Challenge: In the biography of Chuck Wiger, rewrite everything from "American politician" down to "Colorado in Boulder.", changing "magna cum laude" to "summa cum laude".

Extracted text:
============================================================
Member of the Minnesota Senate from the 43rd district 55th (1997–2012)
- In office January 7, 1997 – January 2, 2023
- Preceded by: Kevin Chandler
- Succeeded by: Ann H. Rest

Personal details
- Born: September 14, 1951 (age 74) Saint Paul, Minnesota
- Party: Minnesota Democratic–Farmer–Labor Party
- Children: 5
- Alma mater: Hamline University University of Colorado Hamline University School of Law
- Occupation: attorney, writer, legislator

= Chuck Wiger =

American politician

Charles W. "Chuck" Wiger Sr. (/ˈwiːgər/ WEE-ger; born September 14, 1951) is a Minnesota politician and former member of the Minnesota Senate. A member of the Minnesota Democratic–Farmer–Labor Party (DFL), he represented District 43, which includes parts of Ramsey and Washington counties in the northeastern Twin Cities metropolitan area.

==Early life, education, and career==
Wiger graduated magna cum laude from Hamline University in Saint Paul in 1974 and earned his J.D. from the Hamline University School of Law in 1977. In 1993 he attended graduate school at the School for Institution Management at the University of Colorado in Boulder.

Wiger has been active in Ramsey County and metropolitan government. He was a member of the Metropolitan Council from 1983 to 1989. He is a former chair and member of the Ramsey County Soil and Water Conservation District, a member of the Ramsey County Parks and Recreation Commission and a liaison to the Metropolitan Parks and Open Space Commission.
============================================================
Data entries
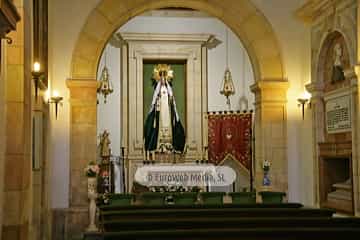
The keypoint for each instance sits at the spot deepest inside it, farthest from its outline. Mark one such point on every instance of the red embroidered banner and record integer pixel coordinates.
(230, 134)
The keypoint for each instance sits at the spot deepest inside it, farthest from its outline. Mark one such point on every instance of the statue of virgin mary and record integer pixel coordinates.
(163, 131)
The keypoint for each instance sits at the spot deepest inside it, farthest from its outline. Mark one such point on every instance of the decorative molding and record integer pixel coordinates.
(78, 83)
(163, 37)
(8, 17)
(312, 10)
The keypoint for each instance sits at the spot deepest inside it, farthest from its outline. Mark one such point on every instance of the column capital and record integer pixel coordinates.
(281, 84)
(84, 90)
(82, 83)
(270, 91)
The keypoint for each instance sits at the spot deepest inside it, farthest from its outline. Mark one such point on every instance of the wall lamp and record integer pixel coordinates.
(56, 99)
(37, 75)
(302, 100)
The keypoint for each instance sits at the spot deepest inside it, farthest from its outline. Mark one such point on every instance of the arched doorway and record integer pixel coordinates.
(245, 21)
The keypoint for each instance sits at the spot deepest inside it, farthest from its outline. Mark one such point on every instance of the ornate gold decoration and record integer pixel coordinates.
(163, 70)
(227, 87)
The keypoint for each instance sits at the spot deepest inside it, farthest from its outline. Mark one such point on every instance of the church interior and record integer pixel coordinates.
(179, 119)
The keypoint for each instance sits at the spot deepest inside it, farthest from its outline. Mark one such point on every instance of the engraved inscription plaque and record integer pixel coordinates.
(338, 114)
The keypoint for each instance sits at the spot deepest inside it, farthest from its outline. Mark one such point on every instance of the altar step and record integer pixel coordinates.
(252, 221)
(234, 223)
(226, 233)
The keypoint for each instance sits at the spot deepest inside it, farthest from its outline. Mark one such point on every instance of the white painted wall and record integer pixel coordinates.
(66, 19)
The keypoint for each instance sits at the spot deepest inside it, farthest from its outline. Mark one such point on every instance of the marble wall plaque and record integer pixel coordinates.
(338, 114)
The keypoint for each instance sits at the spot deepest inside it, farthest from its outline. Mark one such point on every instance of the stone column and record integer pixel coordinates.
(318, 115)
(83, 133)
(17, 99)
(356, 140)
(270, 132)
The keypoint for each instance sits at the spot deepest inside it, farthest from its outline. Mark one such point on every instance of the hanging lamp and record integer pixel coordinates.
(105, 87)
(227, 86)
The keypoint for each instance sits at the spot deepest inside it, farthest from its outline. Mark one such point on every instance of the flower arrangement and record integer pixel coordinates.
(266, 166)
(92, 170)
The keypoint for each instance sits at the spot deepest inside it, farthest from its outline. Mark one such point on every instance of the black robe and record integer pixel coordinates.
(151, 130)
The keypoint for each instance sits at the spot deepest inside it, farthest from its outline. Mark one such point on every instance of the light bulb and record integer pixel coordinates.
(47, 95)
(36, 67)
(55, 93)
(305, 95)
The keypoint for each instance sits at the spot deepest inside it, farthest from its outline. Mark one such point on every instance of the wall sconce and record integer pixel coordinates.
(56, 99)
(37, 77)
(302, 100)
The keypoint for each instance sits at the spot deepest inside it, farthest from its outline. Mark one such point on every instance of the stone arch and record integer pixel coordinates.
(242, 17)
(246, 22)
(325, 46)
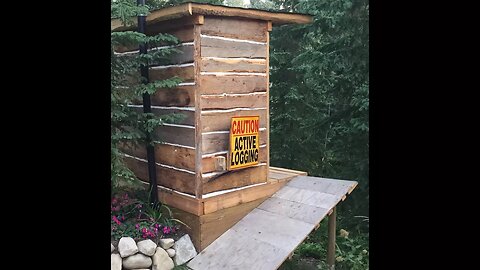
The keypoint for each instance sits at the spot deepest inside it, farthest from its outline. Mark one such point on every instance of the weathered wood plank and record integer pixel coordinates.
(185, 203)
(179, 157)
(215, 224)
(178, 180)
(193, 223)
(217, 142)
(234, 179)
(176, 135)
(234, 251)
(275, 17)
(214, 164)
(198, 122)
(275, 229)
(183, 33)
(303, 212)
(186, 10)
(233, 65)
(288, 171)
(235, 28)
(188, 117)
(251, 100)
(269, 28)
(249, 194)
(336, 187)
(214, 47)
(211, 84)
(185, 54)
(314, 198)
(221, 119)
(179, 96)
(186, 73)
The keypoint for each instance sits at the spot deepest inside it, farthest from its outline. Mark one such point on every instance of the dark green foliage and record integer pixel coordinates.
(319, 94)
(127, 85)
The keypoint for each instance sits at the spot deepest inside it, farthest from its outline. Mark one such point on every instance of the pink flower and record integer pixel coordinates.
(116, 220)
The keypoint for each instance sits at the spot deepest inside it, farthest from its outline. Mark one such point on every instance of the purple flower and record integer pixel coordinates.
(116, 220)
============================================================
Answer to this task:
American politician

Charles W. "Chuck" Wiger Sr. (/ˈwiːgər/ WEE-ger; born September 14, 1951) is a Minnesota politician and former member of the Minnesota Senate. A member of the Minnesota Democratic–Farmer–Labor Party (DFL), he represented District 43, which includes parts of Ramsey and Washington counties in the northeastern Twin Cities metropolitan area.

==Early life, education, and career==
Wiger graduated summa cum laude from Hamline University in Saint Paul in 1974 and earned his J.D. from the Hamline University School of Law in 1977. In 1993 he attended graduate school at the School for Institution Management at the University of Colorado in Boulder.